* [Stated task]: In the passage on Sri Lankan politics, under whose leadership is the former UNP now transmuting as the SJB?

The difference and distinction between the two is only in the execution of the same ‘national position’. Thus, the Rajapaksas, addressing their traditional rural, Sinhala-Buddhist nationalist constituency, have stood their ground, boldly on war crimes probe and the UNHRC. The then UNP leadership of PM Ranil Wickremesinghe now transmuting as SJB under Sajith Premadasa since, achieved the same results without any compromise, but in a sophisticated way, appealing to their domestic urban/urbane constituency.

At the end of it, the Wickremesinghe leadership too kept talking about a political solution for the Tamils, had Tamil leaders draft relevant provisions in a promised new Constitution, but also ensured that it did not at all see the light of the day, when it came to presenting the final draft to Parliament and obtaining its passage.

In doing so, they also made the hapless leadership and their followers within the Tamil community believe that it was all because of the Rajapaksas, then in the Opposition. The truth was that the constitution draft never ever was presented to Parliament also acting as the constitution assembly, for the Rajapaksas to oppose the move.

* [Raw records]:
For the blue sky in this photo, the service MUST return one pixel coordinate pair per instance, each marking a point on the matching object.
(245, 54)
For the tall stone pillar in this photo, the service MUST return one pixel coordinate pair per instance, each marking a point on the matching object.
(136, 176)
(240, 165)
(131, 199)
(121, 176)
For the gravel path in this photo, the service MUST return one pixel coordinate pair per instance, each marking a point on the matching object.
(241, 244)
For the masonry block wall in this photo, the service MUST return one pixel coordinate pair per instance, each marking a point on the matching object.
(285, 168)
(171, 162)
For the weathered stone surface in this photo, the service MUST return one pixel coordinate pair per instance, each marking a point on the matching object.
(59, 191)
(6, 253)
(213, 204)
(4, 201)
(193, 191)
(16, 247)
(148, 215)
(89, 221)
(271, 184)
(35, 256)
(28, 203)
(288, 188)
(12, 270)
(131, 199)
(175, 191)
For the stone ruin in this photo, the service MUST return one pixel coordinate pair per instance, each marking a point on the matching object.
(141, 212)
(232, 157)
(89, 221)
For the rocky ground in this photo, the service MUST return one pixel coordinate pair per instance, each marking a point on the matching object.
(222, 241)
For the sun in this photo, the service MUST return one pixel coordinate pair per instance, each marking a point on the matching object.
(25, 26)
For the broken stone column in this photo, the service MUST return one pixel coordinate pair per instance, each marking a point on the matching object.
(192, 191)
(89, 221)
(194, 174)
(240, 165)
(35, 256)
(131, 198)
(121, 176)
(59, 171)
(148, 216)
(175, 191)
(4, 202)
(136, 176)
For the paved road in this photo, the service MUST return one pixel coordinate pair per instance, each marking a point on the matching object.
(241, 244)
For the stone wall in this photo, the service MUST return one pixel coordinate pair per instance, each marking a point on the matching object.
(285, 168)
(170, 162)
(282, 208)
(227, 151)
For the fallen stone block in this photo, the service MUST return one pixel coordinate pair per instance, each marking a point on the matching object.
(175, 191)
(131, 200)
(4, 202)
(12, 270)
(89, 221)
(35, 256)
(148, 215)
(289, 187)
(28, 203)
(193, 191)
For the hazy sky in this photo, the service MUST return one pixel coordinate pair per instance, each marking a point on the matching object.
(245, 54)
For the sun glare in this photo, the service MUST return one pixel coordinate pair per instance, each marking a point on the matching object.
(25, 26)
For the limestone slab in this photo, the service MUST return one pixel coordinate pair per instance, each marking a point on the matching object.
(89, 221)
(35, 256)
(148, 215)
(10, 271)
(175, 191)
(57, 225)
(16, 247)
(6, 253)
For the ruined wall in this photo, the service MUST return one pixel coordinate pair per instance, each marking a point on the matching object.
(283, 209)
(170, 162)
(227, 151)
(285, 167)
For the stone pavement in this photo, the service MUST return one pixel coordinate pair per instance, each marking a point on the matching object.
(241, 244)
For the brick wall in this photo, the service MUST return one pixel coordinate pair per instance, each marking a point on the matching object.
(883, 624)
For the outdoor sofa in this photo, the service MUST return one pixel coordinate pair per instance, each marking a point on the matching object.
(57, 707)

* [Task solution]: Sajith Premadasa